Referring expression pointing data
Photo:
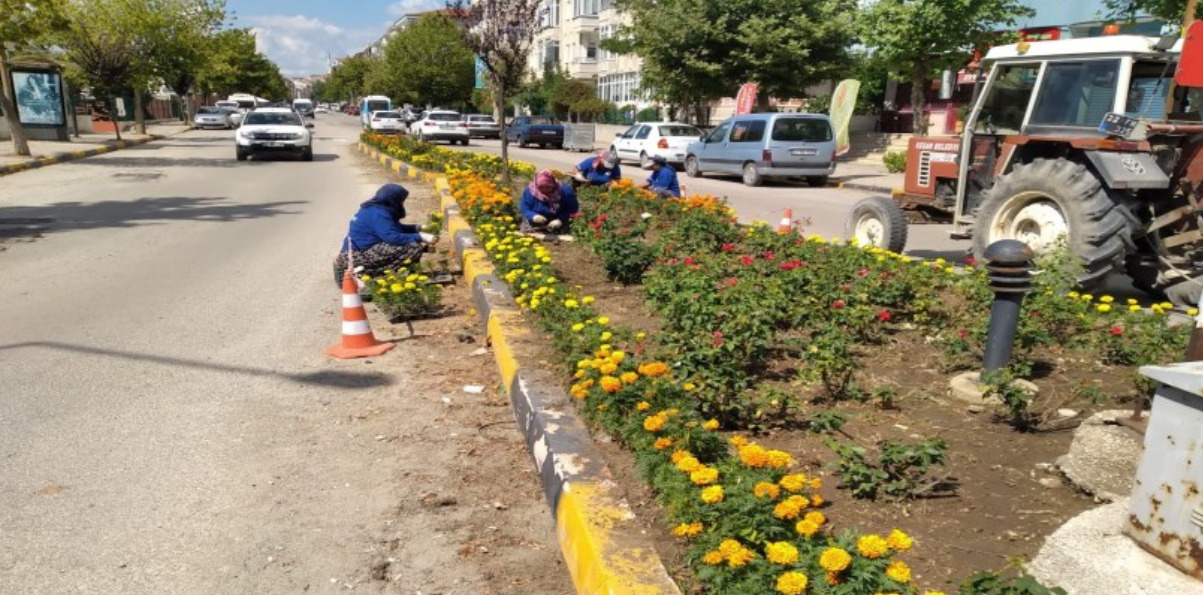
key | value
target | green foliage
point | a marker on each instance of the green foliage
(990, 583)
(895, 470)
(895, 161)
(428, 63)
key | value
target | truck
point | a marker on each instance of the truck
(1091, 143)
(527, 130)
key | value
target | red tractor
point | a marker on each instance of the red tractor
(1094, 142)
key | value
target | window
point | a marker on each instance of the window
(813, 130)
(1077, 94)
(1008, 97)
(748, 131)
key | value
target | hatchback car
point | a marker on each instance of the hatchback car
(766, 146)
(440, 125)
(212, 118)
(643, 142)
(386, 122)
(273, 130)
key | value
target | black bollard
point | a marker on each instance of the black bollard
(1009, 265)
...
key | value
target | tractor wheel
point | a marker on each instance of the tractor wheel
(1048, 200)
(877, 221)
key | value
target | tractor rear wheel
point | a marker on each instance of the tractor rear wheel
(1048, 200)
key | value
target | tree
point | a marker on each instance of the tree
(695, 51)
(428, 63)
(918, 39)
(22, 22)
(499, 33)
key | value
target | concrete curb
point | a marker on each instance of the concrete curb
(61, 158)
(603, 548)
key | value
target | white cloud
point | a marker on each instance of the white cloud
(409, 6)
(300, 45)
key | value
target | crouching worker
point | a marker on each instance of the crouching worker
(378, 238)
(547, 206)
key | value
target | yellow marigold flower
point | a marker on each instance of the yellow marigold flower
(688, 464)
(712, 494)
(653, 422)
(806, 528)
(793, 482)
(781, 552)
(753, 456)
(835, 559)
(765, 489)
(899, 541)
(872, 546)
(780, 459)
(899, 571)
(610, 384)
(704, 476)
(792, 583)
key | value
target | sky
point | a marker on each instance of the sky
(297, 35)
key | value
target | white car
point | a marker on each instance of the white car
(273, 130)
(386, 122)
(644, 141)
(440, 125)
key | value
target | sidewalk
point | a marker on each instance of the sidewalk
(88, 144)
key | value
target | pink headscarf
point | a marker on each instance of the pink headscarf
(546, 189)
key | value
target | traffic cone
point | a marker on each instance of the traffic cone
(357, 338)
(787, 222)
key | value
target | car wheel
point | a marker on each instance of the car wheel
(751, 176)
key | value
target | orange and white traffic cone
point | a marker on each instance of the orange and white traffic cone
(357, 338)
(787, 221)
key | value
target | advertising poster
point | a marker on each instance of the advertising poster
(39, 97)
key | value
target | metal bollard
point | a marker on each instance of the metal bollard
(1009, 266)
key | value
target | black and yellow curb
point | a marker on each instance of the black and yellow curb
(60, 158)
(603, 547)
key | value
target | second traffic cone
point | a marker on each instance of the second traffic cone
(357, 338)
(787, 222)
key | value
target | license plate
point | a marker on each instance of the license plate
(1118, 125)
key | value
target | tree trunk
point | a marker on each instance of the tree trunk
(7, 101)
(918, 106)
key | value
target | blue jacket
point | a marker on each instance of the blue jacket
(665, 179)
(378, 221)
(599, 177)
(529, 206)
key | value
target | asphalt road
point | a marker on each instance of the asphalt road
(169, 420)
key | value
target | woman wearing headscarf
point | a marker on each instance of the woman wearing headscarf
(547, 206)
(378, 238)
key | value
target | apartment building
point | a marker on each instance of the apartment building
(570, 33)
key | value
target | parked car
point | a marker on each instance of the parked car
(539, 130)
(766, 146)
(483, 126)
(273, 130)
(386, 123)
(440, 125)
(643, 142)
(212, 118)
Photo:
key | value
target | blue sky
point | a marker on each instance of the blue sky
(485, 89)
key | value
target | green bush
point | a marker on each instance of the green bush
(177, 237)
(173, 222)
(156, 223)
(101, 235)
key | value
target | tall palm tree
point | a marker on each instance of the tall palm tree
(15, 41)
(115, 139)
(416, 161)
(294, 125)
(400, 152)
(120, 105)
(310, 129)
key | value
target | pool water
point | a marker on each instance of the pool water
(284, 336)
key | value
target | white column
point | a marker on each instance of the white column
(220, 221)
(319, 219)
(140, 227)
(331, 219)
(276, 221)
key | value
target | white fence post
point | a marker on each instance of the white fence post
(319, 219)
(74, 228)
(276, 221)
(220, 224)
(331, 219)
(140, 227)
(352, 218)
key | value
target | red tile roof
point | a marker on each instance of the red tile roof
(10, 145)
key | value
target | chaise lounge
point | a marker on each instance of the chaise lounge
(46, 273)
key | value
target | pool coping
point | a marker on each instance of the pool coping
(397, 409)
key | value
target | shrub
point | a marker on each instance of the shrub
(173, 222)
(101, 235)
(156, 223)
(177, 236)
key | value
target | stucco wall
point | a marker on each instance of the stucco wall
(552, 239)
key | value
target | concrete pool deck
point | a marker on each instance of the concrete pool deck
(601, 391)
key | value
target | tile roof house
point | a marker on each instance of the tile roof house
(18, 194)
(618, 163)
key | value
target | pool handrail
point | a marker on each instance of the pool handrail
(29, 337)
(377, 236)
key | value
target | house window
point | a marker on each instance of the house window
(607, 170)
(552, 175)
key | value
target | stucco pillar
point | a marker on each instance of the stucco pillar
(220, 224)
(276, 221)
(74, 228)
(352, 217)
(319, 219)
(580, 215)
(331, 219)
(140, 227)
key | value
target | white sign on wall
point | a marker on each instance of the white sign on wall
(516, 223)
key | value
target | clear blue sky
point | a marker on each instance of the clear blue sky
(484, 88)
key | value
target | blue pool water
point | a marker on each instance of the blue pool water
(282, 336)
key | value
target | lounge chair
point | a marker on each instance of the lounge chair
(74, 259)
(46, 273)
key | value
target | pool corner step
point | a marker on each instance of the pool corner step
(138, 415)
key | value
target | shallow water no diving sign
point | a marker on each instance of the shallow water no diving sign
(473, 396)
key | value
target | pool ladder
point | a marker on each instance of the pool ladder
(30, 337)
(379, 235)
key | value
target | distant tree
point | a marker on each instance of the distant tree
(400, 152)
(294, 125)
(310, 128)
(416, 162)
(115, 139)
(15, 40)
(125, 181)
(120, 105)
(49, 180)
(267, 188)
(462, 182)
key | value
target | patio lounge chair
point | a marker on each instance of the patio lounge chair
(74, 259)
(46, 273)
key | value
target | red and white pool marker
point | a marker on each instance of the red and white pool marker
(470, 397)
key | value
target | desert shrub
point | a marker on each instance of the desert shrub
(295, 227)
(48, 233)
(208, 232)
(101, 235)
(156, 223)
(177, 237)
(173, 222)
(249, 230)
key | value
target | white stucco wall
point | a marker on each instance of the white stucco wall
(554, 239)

AIM OF THE EXERCISE: When you reach the line containing "point | a marker on each instance of the white sign" in the data above, start copying exactly, and stop after the line containing "target | distant tree".

RESULT FOR THIS TASK:
point | a marker on each instance of the white sign on wall
(516, 223)
key | value
target | clear blue sky
point | a marker on each instance of the clear blue sky
(484, 88)
key | value
target | blue pool water
point | a marker on each instance of the blue pool water
(282, 336)
key | value
target | lounge chair
point | a marker on each instance of the lounge chair
(74, 259)
(46, 273)
key | value
target | pool corner step
point | a marker on each instance of the pool corner step
(138, 415)
key | value
target | shallow water no diving sign
point | a marker on each instance of the shallow water no diving sign
(473, 396)
key | value
target | pool ladder
point | a marker on each instance of the pool ladder
(30, 337)
(379, 235)
key | value
target | distant tree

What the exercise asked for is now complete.